----- Passage given

The Downside Of Wish Fulfillment: The Exhausting Excess Of ‘Fate Of The Furious’

The Fate Of The Furious is basically the action movie equivalent of your dad catching you smoking a cigarette and making you finish the entire carton. I left the theater confused, drained, nauseous; feeling sick and queasy from something I thought I’d wanted, as if I’d just beer-bonged an entire package of Skittles. You win, dad, I regret everything.

Yes, the gang has come a long way since the days of stealing DVDs and “bullsh*t, asshole, no one likes the tuna here.” In this latest installment, the gang 1) outruns a nuclear submarine 2) which is being controlled remotely by a sexy hacker 3) over the arctic ice 4) while driving Lamborghinis. At one point, Tyrese snaps off the Lamborghini door and uses it as a bullet shield while single handedly taking out three Russian separatist soldiers with a pistol. Tyrese! And he’s supposed to be the buffoon of the group! (In the movie and in real life).

Which is to say, The Fate of the Furious is nothing if not boldly stupid, and before now I’d thought bold stupidity was the best thing about this franchise. It was never a question of abandoning its roots, because, as noted above, Fast‘s roots weren’t good. Michelle Rodriguez catching Paul Walker as he’s falling off a cliff by hooking him with her car’s spoiler as she drifts it by the cliff’s edge in Fast 7, that was good. Vin Diesel jumping a car from one skyscraper to another skyscraper, that was good. Virtually every scene in F8 is even more creatively preposterous than my favorite parts of 7 Fast 7 Furious, but somehow it’s less fun now. F8 took everything I thought I liked about this franchise and bludgeoned me with it for two and a half hours.

----------

Exercise prompt =
Transcribe the review of The Fate of the Furious verbatim, starting at the words "Yes, the gang" and stopping after the words "in real life).". The material that follows was drawn from a separate source.

----- Provided data

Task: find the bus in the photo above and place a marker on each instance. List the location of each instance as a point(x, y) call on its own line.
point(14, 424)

----------

Exercise answer =
Yes, the gang has come a long way since the days of stealing DVDs and “bullsh*t, asshole, no one likes the tuna here.” In this latest installment, the gang 1) outruns a nuclear submarine 2) which is being controlled remotely by a sexy hacker 3) over the arctic ice 4) while driving Lamborghinis. At one point, Tyrese snaps off the Lamborghini door and uses it as a bullet shield while single handedly taking out three Russian separatist soldiers with a pistol. Tyrese! And he’s supposed to be the buffoon of the group! (In the movie and in real life).